What to do - Swap every "Reported" in the records below for "Located", and give the lines back otherwise unchanged.

Data to process -
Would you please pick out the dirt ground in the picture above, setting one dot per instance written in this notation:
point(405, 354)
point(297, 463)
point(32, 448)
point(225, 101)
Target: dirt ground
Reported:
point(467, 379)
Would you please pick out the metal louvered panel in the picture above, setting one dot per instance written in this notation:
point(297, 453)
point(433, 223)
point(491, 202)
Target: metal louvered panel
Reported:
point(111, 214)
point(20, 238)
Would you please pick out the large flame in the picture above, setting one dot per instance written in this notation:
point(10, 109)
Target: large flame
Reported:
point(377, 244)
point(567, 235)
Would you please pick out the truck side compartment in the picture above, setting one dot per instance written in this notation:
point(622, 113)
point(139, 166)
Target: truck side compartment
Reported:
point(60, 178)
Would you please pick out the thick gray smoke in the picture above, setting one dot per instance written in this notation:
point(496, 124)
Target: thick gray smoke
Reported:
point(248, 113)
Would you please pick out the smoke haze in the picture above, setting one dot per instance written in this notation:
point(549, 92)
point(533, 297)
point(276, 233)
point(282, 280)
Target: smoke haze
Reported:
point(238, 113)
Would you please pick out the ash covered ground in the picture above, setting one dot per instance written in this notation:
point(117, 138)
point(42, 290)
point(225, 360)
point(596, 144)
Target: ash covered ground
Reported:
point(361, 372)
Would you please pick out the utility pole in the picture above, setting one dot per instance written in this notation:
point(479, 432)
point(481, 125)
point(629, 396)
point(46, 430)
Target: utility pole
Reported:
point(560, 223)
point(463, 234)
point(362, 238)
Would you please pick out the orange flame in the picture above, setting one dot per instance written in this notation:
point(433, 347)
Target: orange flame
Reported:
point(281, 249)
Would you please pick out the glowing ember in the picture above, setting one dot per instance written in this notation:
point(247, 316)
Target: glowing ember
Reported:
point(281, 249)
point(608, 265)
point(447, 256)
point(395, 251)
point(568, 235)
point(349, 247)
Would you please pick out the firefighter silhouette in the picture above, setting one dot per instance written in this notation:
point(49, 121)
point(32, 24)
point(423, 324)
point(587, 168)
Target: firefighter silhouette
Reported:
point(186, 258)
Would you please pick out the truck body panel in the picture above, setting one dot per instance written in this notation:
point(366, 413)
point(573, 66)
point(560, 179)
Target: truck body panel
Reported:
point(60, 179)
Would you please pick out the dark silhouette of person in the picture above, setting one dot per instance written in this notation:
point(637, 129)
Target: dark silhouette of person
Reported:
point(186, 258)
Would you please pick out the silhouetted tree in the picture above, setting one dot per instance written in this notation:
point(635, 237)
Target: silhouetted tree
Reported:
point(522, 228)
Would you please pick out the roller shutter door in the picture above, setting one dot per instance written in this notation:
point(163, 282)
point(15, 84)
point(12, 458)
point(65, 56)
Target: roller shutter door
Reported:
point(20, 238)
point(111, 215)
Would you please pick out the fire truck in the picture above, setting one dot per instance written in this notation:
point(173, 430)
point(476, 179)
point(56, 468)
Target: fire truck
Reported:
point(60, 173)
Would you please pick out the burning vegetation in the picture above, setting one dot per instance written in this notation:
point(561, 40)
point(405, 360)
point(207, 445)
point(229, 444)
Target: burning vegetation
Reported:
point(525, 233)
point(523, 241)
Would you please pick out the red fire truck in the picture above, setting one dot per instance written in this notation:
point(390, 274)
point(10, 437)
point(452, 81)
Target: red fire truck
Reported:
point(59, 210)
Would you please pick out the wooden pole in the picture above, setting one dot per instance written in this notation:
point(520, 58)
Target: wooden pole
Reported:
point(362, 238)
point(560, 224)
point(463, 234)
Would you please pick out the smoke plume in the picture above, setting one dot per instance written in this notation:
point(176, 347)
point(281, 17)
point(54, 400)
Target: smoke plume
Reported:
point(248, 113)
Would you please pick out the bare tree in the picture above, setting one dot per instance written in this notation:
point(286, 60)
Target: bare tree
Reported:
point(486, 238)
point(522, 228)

Exercise solution -
Would you please pick out the dirt ground in the picture above, setting one dot per instance written in this notation:
point(405, 354)
point(297, 463)
point(32, 448)
point(225, 101)
Target: dirt ground
Located:
point(467, 379)
Would you please pick out the metal louvered panel in the picture above, setting one dot per instance written in this notation:
point(297, 453)
point(433, 223)
point(491, 202)
Target: metal louvered panel
Located:
point(111, 214)
point(20, 238)
Would you please pick out the large flame in the picture above, setting one dot per instance written in this notation:
point(10, 109)
Target: large flame
Located:
point(377, 244)
point(567, 235)
Would you please pick out the truck side compartment in the picture above, setting one dot per instance written in this notation:
point(622, 113)
point(139, 166)
Target: truck side compartment
Located:
point(60, 178)
Would you please pick out the thick gray smoke in the picture above, setting one dot per instance written in this notation:
point(496, 124)
Target: thick gray smoke
Located:
point(248, 113)
Would you please pick out the smoke haze in the picture above, setting one dot per instance written in this notation:
point(549, 92)
point(533, 297)
point(276, 233)
point(282, 280)
Target: smoke haze
Located:
point(238, 113)
Would you please pick out the ash covered ground in the picture above, setting one dot per instance written in this notation:
point(117, 138)
point(42, 290)
point(225, 360)
point(596, 144)
Target: ash covered ground
Located:
point(361, 372)
Would you please pick out the utility pole in the picture above, setting one dot per instance written in this notation:
point(479, 432)
point(481, 125)
point(629, 396)
point(46, 430)
Target: utility pole
Located:
point(560, 223)
point(463, 234)
point(362, 238)
Would you please pick out the orange flame in the picture above, setting one dot per instance written in this notation:
point(433, 347)
Target: orange flame
Located:
point(281, 249)
Would you please pick out the glowing ember in the picture above, setting one dot per instance written in this notation:
point(247, 316)
Target: glowing ember
Located:
point(281, 249)
point(608, 265)
point(447, 256)
point(395, 251)
point(568, 235)
point(349, 247)
Would you please pick out the firefighter silhouette in the picture above, setting one dot per instance written in this notation:
point(49, 121)
point(32, 24)
point(423, 324)
point(587, 168)
Target: firefighter silhouette
Located:
point(186, 258)
Would you please pick out the truck body panel in the picture above, setting one dot per instance written in this notation:
point(366, 413)
point(573, 66)
point(560, 179)
Target: truck body panel
Located:
point(60, 179)
Would you please pick out the dark silhouette of person in the picture above, setting one dot per instance written in this notation:
point(637, 129)
Target: dark silhouette of person
Located:
point(186, 258)
Would you please pick out the silhouetted tree in the picture above, setting one dot per instance written in this notation:
point(635, 237)
Target: silhouetted tree
Located:
point(522, 228)
Would you please pick out the roller shutter door in the picture above, setting one dot per instance written in this notation:
point(163, 282)
point(15, 84)
point(12, 458)
point(65, 56)
Target: roller shutter door
Located:
point(20, 238)
point(111, 215)
Would you please pick out the fire truck in the picture above, setting one dot per instance written in this notation:
point(173, 430)
point(476, 179)
point(56, 468)
Target: fire truck
Located:
point(60, 173)
Would you please pick out the burning vegetation in the picture above, setting one dot per instance written in this notation:
point(561, 40)
point(405, 360)
point(207, 445)
point(229, 444)
Target: burning vegetation
Located:
point(525, 233)
point(523, 241)
Would you please pick out the red fire truck in the picture above, setting one dot per instance written in this notation:
point(390, 274)
point(10, 437)
point(452, 81)
Target: red fire truck
Located:
point(59, 210)
Would you please pick out the wooden pole in the picture above, setting one dot per instance written in this notation:
point(520, 58)
Target: wooden pole
Located:
point(362, 238)
point(560, 224)
point(463, 234)
Would you please pick out the smoke plume in the picture above, setting one dot per instance written in this notation:
point(176, 347)
point(281, 17)
point(54, 400)
Target: smoke plume
Located:
point(248, 113)
Would you please pick out the bare tree in the picture above, setting one dot per instance written in this notation:
point(286, 60)
Target: bare tree
Located:
point(486, 238)
point(522, 228)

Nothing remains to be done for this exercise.